**Work order**
In the records that follow, count the lines where the string "below" appears, and give the count with nothing added.

**Items listed in a dataset**
────────────────────
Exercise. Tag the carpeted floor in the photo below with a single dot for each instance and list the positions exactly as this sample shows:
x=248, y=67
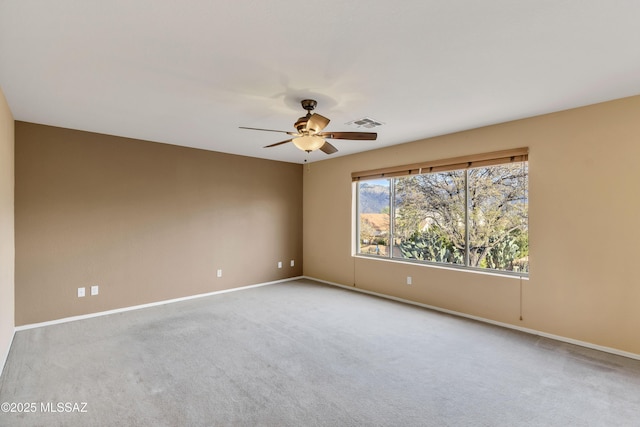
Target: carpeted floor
x=306, y=354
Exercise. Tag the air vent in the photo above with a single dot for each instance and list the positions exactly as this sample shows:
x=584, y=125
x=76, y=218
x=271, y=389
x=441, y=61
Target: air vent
x=365, y=122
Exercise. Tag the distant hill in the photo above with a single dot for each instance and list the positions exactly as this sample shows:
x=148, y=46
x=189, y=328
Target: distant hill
x=373, y=198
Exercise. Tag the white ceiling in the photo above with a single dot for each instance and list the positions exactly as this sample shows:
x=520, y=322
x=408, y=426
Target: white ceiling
x=190, y=72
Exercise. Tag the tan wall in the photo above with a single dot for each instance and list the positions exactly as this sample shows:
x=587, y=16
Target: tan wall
x=7, y=247
x=145, y=221
x=584, y=208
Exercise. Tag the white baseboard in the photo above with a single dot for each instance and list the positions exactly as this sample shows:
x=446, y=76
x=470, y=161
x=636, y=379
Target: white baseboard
x=141, y=306
x=492, y=322
x=5, y=355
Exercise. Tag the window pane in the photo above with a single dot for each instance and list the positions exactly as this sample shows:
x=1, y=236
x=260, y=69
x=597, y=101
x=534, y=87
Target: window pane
x=429, y=220
x=373, y=211
x=498, y=218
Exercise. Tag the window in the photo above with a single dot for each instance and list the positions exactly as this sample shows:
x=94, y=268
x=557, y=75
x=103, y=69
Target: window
x=461, y=216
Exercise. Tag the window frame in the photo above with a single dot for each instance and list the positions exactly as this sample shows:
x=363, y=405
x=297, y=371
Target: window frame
x=465, y=163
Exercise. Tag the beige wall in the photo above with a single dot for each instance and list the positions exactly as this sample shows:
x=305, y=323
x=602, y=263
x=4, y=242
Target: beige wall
x=584, y=208
x=145, y=221
x=7, y=248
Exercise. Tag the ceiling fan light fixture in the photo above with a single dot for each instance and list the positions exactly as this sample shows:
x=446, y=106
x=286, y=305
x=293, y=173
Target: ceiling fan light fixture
x=308, y=142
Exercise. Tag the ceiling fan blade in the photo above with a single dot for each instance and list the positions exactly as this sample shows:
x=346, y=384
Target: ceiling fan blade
x=277, y=143
x=270, y=130
x=328, y=148
x=317, y=122
x=368, y=136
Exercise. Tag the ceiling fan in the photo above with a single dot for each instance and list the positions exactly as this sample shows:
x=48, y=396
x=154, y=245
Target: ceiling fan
x=309, y=136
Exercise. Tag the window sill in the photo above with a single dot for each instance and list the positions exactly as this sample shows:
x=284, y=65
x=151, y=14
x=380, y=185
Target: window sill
x=463, y=269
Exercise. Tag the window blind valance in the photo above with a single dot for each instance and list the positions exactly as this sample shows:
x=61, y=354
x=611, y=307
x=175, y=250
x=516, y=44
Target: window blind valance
x=443, y=165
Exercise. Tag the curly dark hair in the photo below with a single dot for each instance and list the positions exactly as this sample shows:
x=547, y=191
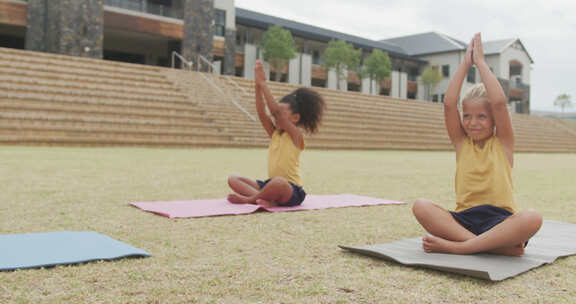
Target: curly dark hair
x=309, y=104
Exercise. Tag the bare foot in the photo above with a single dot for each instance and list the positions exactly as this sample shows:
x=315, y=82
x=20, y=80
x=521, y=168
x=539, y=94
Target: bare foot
x=432, y=243
x=236, y=199
x=517, y=250
x=265, y=203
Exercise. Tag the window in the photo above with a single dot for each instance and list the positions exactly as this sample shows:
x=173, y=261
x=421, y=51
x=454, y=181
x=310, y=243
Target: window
x=315, y=57
x=219, y=23
x=446, y=70
x=413, y=74
x=471, y=75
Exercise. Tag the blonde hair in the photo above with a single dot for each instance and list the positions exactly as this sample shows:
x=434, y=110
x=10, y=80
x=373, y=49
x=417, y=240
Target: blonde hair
x=476, y=91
────────────────────
**Answer to the exercise**
2